-- START OF Supplied data --
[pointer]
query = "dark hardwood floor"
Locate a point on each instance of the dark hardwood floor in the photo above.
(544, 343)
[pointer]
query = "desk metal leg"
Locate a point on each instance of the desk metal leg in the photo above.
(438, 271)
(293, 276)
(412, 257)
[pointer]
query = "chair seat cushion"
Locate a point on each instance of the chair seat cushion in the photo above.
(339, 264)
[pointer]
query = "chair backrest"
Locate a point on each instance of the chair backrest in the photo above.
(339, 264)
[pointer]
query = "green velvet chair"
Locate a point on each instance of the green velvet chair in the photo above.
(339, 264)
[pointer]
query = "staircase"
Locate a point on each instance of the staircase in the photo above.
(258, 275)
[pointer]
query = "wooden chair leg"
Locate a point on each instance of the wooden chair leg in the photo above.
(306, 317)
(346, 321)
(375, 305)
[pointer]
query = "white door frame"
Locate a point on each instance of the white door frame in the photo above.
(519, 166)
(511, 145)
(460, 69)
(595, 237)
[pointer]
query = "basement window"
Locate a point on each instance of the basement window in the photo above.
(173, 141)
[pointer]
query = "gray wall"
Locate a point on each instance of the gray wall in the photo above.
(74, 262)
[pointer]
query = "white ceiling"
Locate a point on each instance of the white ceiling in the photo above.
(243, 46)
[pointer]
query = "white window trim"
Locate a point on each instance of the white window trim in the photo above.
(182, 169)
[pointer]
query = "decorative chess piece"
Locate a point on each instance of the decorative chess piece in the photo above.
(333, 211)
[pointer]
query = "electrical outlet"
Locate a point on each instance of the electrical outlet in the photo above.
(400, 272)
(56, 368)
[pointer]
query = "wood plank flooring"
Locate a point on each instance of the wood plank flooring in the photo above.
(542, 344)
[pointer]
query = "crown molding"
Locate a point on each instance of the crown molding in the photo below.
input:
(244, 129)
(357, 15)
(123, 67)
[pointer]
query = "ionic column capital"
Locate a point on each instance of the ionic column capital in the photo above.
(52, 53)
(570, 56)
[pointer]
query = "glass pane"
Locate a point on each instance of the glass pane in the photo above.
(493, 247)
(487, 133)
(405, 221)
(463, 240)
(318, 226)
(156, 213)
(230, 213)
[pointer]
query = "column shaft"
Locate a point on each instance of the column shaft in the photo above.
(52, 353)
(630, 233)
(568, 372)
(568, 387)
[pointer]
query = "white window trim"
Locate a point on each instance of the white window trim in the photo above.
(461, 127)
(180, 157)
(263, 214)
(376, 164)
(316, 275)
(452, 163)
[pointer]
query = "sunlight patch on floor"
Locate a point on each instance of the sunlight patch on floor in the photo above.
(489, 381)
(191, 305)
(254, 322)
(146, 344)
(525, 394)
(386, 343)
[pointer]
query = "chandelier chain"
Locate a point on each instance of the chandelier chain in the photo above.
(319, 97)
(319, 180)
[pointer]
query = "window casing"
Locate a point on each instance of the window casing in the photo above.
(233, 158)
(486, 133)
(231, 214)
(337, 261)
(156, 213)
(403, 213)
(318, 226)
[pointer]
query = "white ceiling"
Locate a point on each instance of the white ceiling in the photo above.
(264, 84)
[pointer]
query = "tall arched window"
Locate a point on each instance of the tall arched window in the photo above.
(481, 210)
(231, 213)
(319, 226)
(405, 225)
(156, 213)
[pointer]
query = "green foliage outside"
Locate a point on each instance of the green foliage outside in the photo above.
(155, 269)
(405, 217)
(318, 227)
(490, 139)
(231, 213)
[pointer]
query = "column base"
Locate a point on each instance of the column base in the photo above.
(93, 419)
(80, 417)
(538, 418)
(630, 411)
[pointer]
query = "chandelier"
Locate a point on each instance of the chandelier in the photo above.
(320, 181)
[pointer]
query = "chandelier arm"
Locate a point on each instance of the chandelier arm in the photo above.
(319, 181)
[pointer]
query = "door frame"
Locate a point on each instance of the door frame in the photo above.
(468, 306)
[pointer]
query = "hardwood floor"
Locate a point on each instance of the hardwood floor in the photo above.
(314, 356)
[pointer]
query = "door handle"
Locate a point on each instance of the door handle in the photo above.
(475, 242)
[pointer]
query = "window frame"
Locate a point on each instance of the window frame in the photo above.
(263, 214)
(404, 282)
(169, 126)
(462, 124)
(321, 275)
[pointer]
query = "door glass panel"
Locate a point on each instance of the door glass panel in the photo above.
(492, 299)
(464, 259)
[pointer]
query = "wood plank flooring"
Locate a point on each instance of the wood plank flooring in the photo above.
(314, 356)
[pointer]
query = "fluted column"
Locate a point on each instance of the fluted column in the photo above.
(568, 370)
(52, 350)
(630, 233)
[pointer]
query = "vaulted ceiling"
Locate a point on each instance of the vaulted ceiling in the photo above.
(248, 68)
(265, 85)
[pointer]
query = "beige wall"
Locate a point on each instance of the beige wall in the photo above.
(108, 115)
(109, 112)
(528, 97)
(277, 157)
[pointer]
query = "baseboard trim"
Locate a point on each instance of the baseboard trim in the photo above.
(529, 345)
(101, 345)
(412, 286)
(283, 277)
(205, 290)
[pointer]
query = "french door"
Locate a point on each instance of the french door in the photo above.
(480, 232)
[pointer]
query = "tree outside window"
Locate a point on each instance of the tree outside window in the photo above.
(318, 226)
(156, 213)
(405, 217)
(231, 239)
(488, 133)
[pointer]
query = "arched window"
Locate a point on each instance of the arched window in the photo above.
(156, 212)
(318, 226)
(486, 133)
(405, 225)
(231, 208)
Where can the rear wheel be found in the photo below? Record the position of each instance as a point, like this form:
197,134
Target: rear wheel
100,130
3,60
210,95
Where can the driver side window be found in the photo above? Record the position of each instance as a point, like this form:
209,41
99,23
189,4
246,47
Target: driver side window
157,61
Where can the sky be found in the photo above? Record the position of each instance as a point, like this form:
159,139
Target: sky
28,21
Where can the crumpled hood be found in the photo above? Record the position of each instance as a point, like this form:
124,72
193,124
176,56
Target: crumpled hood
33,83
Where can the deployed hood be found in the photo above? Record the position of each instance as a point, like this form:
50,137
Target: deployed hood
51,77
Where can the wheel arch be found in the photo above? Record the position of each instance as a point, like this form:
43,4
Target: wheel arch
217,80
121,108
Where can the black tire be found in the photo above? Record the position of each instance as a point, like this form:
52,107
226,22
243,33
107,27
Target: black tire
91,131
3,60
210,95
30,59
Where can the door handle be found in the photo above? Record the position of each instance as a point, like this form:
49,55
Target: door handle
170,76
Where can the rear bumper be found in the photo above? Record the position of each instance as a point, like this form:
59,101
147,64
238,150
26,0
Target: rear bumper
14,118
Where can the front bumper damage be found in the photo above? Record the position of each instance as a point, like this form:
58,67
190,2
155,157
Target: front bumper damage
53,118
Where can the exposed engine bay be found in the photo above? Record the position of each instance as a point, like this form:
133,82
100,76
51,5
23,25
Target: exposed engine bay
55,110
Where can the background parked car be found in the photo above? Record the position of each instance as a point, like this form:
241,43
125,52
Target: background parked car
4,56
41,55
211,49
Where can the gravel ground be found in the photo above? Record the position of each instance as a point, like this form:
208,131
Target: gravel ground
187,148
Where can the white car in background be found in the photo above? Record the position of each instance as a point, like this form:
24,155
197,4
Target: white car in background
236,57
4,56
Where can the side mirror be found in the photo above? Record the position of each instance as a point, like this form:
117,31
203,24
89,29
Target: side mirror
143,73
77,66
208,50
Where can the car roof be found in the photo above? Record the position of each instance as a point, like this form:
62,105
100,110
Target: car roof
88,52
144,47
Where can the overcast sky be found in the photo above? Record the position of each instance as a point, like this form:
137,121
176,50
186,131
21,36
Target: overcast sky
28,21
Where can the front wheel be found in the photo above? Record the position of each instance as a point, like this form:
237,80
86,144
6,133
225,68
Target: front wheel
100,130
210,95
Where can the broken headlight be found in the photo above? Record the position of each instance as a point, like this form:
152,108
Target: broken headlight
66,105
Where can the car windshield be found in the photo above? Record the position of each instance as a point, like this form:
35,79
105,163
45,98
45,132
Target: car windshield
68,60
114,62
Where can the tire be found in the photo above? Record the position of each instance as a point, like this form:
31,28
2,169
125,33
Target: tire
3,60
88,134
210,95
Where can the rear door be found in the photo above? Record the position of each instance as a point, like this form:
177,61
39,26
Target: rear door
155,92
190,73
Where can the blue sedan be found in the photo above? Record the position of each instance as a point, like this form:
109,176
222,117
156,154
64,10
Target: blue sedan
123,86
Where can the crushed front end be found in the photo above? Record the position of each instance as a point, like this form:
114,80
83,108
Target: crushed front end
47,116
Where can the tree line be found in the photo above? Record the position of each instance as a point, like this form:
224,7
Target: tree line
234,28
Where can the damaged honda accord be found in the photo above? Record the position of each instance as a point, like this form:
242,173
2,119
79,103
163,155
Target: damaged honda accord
-- END OF Supplied data --
### What is expected
Can you transcribe, unchanged, the lines from the one containing "Where can the rear door" through the final line, both included?

### Exercise output
Where can the rear door be found in the photo above? Record the position of each instance as a point, like this form:
177,61
39,26
Target: rear door
155,92
190,73
Where can the blue sedan be found in the photo above? Record the position of each instance as a point, like this form:
109,176
222,117
156,154
64,10
Target: blue sedan
123,86
Where can the crushed front end be found in the photo above? Record the position of each instance as a point, like this form:
114,80
83,108
Target: crushed front end
47,116
Where can the tree line be found in the photo above? Record the position of each instance as a point, like this form:
224,7
Target: tree line
234,28
Where can the damaged honda accord be found in the photo above? Record the position of each instance as a point, like this form:
242,173
2,119
79,103
163,155
Target: damaged honda accord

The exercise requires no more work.